Written exercise = Could you duplicate the lines between the one holding "Query: black tire" and the one holding "Mark the region of every instance of the black", inclusive, in the records below?

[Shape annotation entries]
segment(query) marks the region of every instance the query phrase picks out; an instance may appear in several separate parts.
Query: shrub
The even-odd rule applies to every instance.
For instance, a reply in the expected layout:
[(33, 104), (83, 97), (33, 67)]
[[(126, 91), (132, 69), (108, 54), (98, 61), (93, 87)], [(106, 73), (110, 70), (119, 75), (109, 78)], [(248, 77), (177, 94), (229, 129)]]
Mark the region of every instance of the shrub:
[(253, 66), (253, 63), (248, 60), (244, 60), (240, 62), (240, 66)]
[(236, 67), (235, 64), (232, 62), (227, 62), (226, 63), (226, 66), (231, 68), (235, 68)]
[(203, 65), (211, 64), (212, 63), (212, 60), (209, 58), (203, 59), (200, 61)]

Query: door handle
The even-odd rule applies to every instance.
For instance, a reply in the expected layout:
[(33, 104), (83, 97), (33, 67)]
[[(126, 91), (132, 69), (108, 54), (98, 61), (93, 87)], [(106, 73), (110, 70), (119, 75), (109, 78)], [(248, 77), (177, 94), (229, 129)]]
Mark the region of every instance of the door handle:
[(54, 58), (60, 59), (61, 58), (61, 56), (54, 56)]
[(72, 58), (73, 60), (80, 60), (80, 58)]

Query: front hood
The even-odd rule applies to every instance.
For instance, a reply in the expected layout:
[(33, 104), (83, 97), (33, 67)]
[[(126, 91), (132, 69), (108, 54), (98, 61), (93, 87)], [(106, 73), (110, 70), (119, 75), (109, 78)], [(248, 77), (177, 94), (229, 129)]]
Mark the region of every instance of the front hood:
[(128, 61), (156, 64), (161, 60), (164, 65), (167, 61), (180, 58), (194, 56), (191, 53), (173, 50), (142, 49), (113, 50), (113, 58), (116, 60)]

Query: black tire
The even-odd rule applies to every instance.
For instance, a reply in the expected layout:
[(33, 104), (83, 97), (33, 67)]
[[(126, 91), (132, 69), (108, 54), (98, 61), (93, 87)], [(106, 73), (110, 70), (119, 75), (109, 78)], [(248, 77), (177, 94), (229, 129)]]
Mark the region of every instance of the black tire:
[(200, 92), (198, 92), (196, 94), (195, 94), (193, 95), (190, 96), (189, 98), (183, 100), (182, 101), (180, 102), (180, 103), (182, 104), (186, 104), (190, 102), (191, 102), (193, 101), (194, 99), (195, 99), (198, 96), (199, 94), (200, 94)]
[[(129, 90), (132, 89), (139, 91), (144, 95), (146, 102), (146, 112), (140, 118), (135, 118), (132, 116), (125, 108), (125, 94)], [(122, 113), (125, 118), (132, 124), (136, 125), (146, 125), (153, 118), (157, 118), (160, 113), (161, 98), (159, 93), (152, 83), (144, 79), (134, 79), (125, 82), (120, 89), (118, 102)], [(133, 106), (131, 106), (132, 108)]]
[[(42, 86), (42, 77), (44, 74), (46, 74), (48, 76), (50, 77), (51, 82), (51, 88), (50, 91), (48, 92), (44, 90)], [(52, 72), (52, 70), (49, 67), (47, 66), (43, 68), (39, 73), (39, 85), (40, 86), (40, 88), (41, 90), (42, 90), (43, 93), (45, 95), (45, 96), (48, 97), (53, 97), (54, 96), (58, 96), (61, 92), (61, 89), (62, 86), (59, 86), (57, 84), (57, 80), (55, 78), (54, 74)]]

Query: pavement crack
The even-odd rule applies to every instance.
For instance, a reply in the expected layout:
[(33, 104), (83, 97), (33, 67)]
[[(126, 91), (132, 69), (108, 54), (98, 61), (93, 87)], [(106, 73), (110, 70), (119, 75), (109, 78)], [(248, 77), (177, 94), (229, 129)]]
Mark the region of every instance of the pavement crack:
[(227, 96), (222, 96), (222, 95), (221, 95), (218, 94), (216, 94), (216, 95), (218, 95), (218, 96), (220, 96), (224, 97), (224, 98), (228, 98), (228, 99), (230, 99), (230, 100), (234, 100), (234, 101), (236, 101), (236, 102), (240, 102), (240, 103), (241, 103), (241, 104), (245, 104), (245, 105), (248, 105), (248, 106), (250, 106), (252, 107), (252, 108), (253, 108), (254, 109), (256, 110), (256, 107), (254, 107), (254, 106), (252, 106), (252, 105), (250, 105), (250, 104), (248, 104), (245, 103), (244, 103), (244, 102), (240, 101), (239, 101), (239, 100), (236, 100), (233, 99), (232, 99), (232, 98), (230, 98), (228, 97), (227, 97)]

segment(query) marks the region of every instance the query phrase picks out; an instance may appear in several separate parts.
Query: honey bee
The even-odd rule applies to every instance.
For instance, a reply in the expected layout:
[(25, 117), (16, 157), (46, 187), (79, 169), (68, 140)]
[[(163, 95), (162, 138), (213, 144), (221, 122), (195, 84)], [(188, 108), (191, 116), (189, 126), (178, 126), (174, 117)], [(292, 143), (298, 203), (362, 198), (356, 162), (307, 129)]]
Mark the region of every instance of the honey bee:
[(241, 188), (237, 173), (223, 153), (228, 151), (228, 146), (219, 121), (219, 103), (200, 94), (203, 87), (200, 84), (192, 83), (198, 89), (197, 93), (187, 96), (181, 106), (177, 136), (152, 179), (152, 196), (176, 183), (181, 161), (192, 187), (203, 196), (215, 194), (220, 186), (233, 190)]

Problem solution =
Query: black tire
The even-odd rule applies to every instance.
For instance, a reply in the expected layout:
[(33, 104), (83, 97), (33, 67)]
[[(126, 91), (132, 69), (108, 54), (98, 61), (93, 87)], [(106, 73), (110, 70), (119, 75), (109, 78)], [(248, 77), (177, 94), (229, 129)]]
Mark the region of every instance of the black tire:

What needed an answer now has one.